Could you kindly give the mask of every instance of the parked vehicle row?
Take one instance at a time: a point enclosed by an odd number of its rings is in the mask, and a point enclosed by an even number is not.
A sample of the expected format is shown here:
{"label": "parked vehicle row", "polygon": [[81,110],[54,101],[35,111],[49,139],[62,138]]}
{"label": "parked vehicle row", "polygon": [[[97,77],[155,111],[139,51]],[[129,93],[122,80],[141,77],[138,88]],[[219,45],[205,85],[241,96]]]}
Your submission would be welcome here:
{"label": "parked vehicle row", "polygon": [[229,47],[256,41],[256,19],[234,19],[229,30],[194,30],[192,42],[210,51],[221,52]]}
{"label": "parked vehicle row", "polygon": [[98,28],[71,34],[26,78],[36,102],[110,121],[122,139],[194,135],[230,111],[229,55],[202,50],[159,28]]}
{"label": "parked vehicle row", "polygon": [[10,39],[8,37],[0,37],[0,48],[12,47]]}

:::::

### OBJECTIVE
Recast the material above as a numbered list with one line per item, omitting any blank lines.

### SOLUTION BELOW
1. Could you kindly give the mask of every instance of the parked vehicle row?
2. Take one instance at a time: a point enclosed by an odd number of its rings is in the mask, and a point enclosed by an even number is not.
3. A sample of the expected format is shown here:
4. {"label": "parked vehicle row", "polygon": [[81,110],[54,101],[35,111],[49,139],[62,138]]}
5. {"label": "parked vehicle row", "polygon": [[[97,77],[155,111],[139,51]],[[129,93],[122,80],[141,77],[138,88]],[[219,45],[205,85],[241,96]]]}
6. Your submission would be welcome here:
7. {"label": "parked vehicle row", "polygon": [[229,47],[256,41],[256,19],[234,19],[229,30],[194,30],[192,42],[210,51],[221,52]]}
8. {"label": "parked vehicle row", "polygon": [[98,28],[71,34],[26,78],[36,102],[110,121],[122,139],[194,135],[230,111],[229,55],[202,50],[159,28]]}
9. {"label": "parked vehicle row", "polygon": [[10,39],[8,37],[0,37],[0,48],[12,47]]}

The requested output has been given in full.